◆ **REQUIRED TASK 1**
Identify every line of the rows below that contains the word "background" and copy each one.

◆ **GIVEN PASSAGE**
-.-.-

Skip to content

Nessie Server Admin Tool

This page explains how to use the Nessie Server Admin Tool to perform repository maintenance tasks such as:

  • Obtaining information about a Nessie repository;
  • Exporting a Nessie repository to a ZIP file, e.g. to create a backup;
  • Importing a Nessie repository from a ZIP file, e.g. to restore a backup;
  • Migrating from a legacy version store type.

Usage

The Nessie Server Admin Tool requires direct access to the database used by Nessie. The executable is named nessie-server-admin-tool-x.y.z-runner.jar and can be downloaded from the release page on GitHub.

Note

The Nessie Server Admin Tool is an executable jar that can be used to interact with a Nessie database directly. It should not be confused with the Nessie CLI tool, which interacts with Nessie servers via the REST API.

The Nessie Server Admin Tool nessie-server-admin-tool-x.y.z-runner.jar should use the same configuration settings as the Nessie Quarkus server. These settings should be passed to the tool using system properties, environment variables or a configuration file. The most relevant settings are those related to the database connection.

A help command is available to list all available commands and options:

java -jar nessie-server-admin-tool-x.y.z-runner.jar help

Repository information

The simplest command is info, which prints information about the Nessie repository.

-.-.-

◆ **PROVIDED ENTRIES**

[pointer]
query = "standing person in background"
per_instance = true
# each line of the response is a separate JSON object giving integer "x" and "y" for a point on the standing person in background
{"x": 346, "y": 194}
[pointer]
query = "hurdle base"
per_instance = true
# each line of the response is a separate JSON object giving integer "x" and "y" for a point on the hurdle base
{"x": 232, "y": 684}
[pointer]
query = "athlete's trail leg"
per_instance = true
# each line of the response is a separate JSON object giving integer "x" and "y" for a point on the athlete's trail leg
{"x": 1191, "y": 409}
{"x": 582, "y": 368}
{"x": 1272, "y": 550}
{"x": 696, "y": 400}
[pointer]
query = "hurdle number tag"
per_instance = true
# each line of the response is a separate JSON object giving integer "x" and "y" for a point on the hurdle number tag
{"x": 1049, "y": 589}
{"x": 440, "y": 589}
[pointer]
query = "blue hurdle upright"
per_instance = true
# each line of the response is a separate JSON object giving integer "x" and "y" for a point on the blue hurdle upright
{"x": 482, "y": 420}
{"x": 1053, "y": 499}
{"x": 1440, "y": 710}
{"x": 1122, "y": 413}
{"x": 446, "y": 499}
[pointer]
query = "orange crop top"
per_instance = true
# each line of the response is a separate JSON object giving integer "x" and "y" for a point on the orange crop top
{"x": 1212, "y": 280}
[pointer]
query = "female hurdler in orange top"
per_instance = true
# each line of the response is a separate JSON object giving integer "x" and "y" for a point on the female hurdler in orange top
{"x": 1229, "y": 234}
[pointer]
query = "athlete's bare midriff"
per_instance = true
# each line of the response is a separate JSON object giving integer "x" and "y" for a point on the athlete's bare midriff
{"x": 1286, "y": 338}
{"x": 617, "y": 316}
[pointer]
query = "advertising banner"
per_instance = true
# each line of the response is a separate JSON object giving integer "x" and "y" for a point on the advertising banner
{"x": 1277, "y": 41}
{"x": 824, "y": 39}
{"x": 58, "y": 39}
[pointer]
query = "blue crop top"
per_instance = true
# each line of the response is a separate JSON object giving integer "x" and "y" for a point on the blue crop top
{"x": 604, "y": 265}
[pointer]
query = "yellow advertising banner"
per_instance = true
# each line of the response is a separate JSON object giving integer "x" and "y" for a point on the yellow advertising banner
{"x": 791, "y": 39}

-.-.-

◆ **REQUIRED TASK 2**
List every means the Nessie Server Admin Tool page above names for passing configuration settings to the tool.

◆ **EXERCISE RESPONSE 1**
query = "standing person in background"
# each line of the response is a separate JSON object giving integer "x" and "y" for a point on the standing person in background

◆ **EXERCISE RESPONSE 2**
- System properties
- Environment variables
- A configuration file